▶ **GIVEN TASK 1**
Copy the records word for word, from the line with "shadow on wall." to the line with "[370,312,616,422]", including both of those lines.

▶ **EXCERPT TO READ**
-=-=-
It’s the end of another busy AGM season, particularly notable this year for a marked increase in ‘against’ votes for some Hong Kong and mainland China-based companies, and for the 29 meetings valiantly held close to a black rain storm in Hong Kong. Lucy Newcombe, Director of Corporate Communications at Computershare, summarises the season both locally and globally, highlighting the key developments and future trends.

The 2013 AGM season has not captured as many global headlines as the 2012 season – when regulatory changes in the form of the ‘two strikes rule’ and ‘say on pay’ in Australia and the US respectively caught media attention, and CEO resignations over remuneration votes made dramatic news copy in the UK. The 2013 season stood out locally, however, for the realisation that shareholder behaviour across Hong Kong can often be disturbingly different to that in the rest of the world – with the potential for very worrying consequences.

Hong Kong and mainland China

Year on year attendance figures have risen yet again – with an overall increase of more than 5,000 attendees at the largest meetings across Hong Kong and mainland China.
-=-=-
▶ **GIVEN TASK 2**
According to the AGM season overview, why did the 2012 season attract more global headlines than the 2013 season? Answer in one to three sentences.
-=-=-
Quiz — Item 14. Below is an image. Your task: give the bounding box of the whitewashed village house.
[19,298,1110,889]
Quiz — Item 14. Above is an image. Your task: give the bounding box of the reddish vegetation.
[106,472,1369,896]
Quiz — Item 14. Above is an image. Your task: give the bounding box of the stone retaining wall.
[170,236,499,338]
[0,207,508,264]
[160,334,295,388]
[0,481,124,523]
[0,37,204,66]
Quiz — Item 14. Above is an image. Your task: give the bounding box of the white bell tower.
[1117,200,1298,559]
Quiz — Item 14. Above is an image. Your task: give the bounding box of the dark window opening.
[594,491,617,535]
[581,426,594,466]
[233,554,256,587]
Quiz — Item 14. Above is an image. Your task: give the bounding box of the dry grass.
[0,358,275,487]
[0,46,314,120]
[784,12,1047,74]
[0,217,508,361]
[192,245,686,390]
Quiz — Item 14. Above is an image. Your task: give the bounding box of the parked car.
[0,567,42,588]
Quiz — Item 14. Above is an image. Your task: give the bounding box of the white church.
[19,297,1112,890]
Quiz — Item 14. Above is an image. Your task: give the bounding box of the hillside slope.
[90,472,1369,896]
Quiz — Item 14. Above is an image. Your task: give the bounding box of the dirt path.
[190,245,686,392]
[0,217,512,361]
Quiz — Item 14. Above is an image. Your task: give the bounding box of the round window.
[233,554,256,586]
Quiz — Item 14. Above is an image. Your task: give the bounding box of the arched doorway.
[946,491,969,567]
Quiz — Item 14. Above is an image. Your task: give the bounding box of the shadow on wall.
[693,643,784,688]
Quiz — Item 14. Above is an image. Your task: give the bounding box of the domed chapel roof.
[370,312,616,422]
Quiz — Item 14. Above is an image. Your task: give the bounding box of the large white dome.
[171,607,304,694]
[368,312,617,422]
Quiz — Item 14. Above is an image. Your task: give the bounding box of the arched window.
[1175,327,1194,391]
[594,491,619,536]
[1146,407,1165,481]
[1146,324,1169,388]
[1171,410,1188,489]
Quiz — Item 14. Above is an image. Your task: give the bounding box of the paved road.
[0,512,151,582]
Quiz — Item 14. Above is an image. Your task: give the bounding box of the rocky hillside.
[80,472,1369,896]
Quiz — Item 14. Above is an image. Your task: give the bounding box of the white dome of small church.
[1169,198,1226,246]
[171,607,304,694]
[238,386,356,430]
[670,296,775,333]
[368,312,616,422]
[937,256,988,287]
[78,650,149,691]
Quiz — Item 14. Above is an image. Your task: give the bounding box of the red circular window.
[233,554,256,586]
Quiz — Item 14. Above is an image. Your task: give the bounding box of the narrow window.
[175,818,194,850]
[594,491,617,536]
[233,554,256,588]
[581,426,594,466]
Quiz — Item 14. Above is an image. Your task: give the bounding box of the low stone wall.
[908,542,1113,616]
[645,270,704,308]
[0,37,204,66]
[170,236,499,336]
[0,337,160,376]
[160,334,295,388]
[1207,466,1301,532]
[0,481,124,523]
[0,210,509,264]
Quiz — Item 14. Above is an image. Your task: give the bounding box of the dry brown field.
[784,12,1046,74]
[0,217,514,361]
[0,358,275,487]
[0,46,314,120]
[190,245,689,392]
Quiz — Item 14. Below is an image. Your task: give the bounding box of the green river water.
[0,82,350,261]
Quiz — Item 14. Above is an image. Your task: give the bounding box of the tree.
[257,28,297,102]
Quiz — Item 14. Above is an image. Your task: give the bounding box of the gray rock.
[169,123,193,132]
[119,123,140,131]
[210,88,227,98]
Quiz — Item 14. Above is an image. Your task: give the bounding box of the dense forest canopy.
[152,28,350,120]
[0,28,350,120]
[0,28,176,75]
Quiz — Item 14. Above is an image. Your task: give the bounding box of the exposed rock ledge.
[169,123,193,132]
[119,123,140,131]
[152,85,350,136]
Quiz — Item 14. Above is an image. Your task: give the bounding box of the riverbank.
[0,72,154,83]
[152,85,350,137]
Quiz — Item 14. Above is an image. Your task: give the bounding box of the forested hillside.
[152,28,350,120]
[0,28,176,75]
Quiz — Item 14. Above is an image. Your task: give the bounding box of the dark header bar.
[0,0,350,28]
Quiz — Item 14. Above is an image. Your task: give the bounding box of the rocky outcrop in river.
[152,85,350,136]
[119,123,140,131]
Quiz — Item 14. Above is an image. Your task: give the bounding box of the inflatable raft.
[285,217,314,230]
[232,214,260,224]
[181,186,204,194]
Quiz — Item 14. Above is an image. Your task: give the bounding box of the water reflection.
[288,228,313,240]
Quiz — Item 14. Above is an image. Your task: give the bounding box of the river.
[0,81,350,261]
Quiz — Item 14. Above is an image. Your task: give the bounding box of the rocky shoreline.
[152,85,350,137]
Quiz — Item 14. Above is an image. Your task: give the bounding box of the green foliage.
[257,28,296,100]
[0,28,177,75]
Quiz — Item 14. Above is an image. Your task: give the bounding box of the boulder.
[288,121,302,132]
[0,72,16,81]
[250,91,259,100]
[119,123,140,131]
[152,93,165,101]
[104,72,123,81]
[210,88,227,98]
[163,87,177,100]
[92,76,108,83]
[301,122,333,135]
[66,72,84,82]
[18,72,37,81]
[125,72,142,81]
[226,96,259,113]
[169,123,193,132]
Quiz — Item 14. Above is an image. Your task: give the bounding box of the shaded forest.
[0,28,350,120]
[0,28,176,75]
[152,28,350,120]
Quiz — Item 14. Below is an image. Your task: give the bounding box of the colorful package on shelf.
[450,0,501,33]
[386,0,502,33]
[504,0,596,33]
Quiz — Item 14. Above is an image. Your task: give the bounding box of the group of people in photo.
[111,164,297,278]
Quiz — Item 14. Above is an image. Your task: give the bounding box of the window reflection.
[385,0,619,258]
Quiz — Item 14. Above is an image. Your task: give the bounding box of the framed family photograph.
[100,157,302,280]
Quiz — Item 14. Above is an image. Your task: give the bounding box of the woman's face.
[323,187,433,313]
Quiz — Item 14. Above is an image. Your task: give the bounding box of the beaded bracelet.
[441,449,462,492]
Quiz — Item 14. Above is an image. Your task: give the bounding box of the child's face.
-=-=-
▶ **COMPLETE RESPONSE 1**
Quiz — Item 14. Above is an image. Your task: give the bounding box of the shadow on wall.
[693,643,784,688]
Quiz — Item 14. Above is an image. Your task: give the bounding box of the domed chapel roof.
[370,312,616,422]

▶ **COMPLETE RESPONSE 2**
In 2012, regulatory changes caught media attention: the "two strikes rule" in Australia and "say on pay" in the US. In the UK, CEO resignations over remuneration votes also made dramatic news.